**WORK TO BE COMPLETED**. Print out each entry without alteration, and keep the pictures out.

**INPUT RECORDS**.
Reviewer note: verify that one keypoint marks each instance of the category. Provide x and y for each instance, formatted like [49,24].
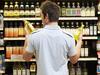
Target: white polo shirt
[51,47]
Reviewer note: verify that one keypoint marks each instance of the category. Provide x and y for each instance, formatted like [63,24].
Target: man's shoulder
[68,34]
[36,31]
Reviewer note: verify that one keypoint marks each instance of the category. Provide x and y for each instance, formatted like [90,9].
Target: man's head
[49,12]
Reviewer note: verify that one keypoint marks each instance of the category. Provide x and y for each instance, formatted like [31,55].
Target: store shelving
[1,48]
[23,38]
[9,60]
[19,38]
[90,38]
[34,60]
[61,18]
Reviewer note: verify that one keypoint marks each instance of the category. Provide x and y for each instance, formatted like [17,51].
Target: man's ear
[46,18]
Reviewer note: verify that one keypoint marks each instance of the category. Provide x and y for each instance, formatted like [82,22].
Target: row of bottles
[77,9]
[14,48]
[90,28]
[14,29]
[78,69]
[21,9]
[2,61]
[84,49]
[24,69]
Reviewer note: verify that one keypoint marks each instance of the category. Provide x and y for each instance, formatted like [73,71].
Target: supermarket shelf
[29,18]
[87,59]
[98,32]
[33,60]
[98,12]
[1,48]
[23,38]
[90,38]
[61,18]
[9,60]
[78,18]
[19,38]
[1,71]
[1,28]
[32,70]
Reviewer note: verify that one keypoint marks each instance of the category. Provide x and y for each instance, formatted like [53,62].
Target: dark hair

**SOLUTION TO THIS PROBLEM**.
Reviewer note: verify that one keypoint marks each instance of the category. Provide x and y for each instance, formatted like [49,24].
Target: white polo shirt
[51,47]
Reviewer note: verify that one keypoint marks each instance of the category. Provide x and y for each instance, formatted like [63,24].
Target: man's shoulder
[68,34]
[36,31]
Reviewer note: verify that one keypoint marks each instance of the category. Provide x and y for each instance, formatted like [90,9].
Target: man's head
[49,12]
Reviewer note: verify that one keypoint marks each instance of the category. Provide x and y for each instance, formatted like [31,55].
Target: store shelving
[1,48]
[23,38]
[9,60]
[19,38]
[90,38]
[34,60]
[61,18]
Reviewer note: verify that one keypoint marks each instance of the category. Provide x and y for each instance, formatted like [17,51].
Target: man's ear
[46,18]
Reviewer note: verify that one keypoint marks each instance of the category. Provide x and y for each instance, formatted like [82,22].
Target: row of bottles
[77,9]
[14,48]
[90,28]
[14,29]
[78,69]
[21,9]
[2,61]
[84,49]
[24,69]
Reviewer note: verify that one keypoint marks each instance of the category. Provide x and y for each instance, formatted like [73,71].
Target: supermarket shelf
[29,18]
[87,59]
[98,32]
[33,60]
[98,12]
[1,48]
[23,38]
[90,38]
[61,18]
[9,60]
[78,18]
[19,38]
[1,71]
[1,28]
[32,70]
Reviewer note: verify that one keypoint marks each instance of the category. Provide x and y for each instance, formatted like [53,62].
Target: dark hair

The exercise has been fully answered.